→ Your instructions
Find every line in the data below that contains the string "large" and copy each of those lines. Treat uppercase and lowercase as different.

→ Exercise data
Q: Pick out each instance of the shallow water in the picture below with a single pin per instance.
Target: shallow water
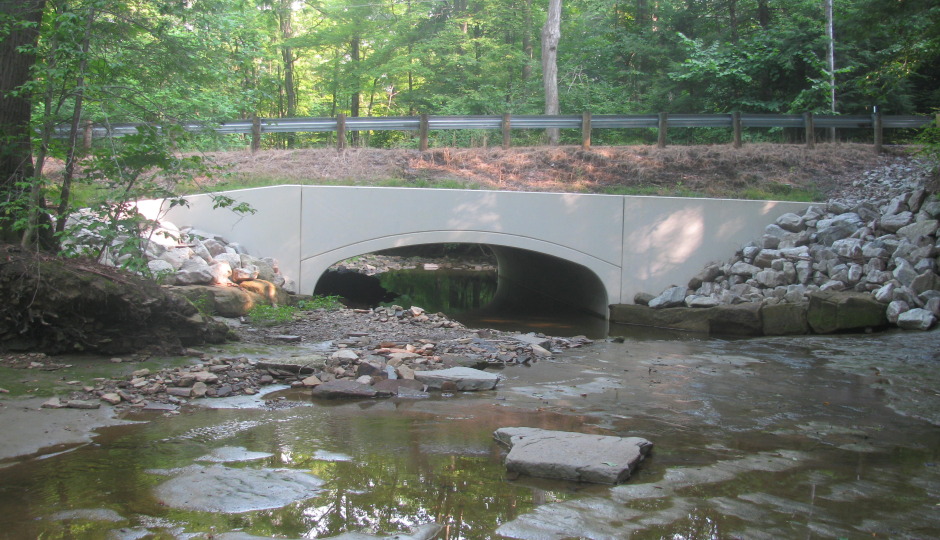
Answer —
(814, 437)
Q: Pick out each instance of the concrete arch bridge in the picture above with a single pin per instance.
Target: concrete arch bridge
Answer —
(587, 250)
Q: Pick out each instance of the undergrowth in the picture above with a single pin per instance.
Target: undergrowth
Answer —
(265, 315)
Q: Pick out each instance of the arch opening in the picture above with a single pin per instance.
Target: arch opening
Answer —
(482, 286)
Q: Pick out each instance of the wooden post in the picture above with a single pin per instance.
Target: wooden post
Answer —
(340, 131)
(810, 130)
(879, 132)
(86, 136)
(423, 132)
(663, 118)
(736, 128)
(255, 133)
(586, 130)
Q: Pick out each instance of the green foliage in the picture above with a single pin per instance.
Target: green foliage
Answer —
(929, 139)
(203, 303)
(328, 302)
(137, 167)
(266, 315)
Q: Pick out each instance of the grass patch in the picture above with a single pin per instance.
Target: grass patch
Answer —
(329, 303)
(781, 192)
(653, 191)
(270, 315)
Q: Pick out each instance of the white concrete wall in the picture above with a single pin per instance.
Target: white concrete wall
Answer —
(667, 240)
(632, 244)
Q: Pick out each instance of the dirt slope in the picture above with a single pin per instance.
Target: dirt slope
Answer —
(719, 170)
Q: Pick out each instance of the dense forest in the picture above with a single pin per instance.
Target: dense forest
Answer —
(73, 62)
(143, 60)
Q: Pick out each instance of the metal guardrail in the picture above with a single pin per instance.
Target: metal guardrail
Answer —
(585, 122)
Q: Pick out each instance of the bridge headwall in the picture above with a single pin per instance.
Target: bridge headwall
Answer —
(630, 244)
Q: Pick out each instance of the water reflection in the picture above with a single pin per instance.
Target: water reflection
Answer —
(758, 438)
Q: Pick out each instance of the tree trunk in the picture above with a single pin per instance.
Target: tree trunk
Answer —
(287, 54)
(643, 14)
(527, 40)
(763, 14)
(551, 35)
(354, 102)
(733, 20)
(71, 157)
(17, 56)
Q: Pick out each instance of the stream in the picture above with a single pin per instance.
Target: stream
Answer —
(798, 437)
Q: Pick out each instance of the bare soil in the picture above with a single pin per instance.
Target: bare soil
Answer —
(717, 170)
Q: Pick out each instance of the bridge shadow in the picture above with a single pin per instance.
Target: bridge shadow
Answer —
(533, 292)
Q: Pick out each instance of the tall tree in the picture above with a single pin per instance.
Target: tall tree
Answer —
(551, 35)
(19, 32)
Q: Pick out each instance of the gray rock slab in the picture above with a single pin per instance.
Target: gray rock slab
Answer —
(579, 457)
(88, 514)
(916, 319)
(344, 389)
(232, 491)
(532, 339)
(466, 379)
(227, 454)
(422, 532)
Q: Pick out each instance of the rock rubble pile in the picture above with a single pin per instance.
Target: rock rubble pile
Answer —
(887, 248)
(185, 256)
(361, 365)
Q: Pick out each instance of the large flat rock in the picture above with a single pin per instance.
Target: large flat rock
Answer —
(465, 379)
(234, 490)
(600, 459)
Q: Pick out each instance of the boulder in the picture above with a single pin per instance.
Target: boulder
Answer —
(784, 319)
(464, 379)
(274, 294)
(921, 228)
(572, 456)
(895, 309)
(917, 319)
(671, 297)
(833, 311)
(688, 319)
(222, 301)
(791, 222)
(343, 389)
(736, 320)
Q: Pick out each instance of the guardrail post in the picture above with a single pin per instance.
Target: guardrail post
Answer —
(879, 132)
(810, 130)
(340, 131)
(423, 132)
(663, 119)
(736, 128)
(255, 133)
(586, 130)
(86, 135)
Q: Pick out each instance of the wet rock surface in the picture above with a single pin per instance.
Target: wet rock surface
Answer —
(357, 354)
(218, 488)
(876, 238)
(578, 457)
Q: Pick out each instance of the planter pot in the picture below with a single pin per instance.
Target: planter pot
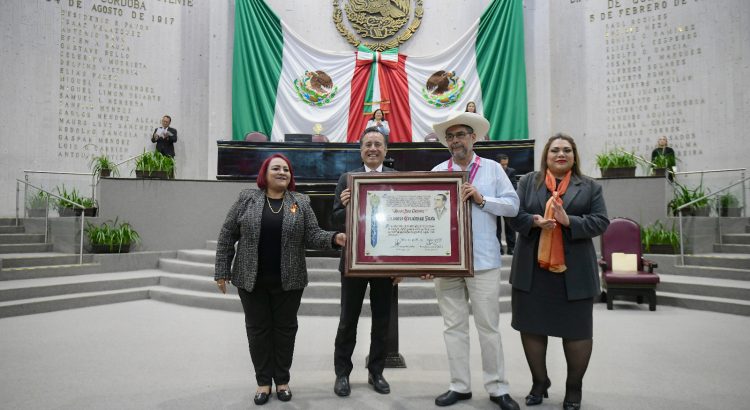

→ The solution
Q: Pick out each instance of the large flat rock in the picture above with a single pin per instance.
Target: large flat rock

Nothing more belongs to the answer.